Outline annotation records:
▬▬▬▬▬▬▬▬▬▬
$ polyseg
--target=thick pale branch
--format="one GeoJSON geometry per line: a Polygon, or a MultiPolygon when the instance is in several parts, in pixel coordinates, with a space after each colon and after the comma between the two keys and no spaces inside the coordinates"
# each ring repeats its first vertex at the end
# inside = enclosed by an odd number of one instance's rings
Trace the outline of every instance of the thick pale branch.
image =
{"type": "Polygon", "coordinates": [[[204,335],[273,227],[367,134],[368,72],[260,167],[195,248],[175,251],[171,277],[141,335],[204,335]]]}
▬▬▬▬▬▬▬▬▬▬
Goal ▸
Reproduce the stretch from the beginning of the material through the line containing "GeoJSON geometry per", including both ends, character for character.

Answer for this exercise ▸
$ polyseg
--target=thick pale branch
--format="one GeoJSON geometry per line: a Polygon, or a MultiPolygon when the instance is in several parts, in pixel coordinates, with a space after each colon and after the comma between the two keys and no spaces inside the coordinates"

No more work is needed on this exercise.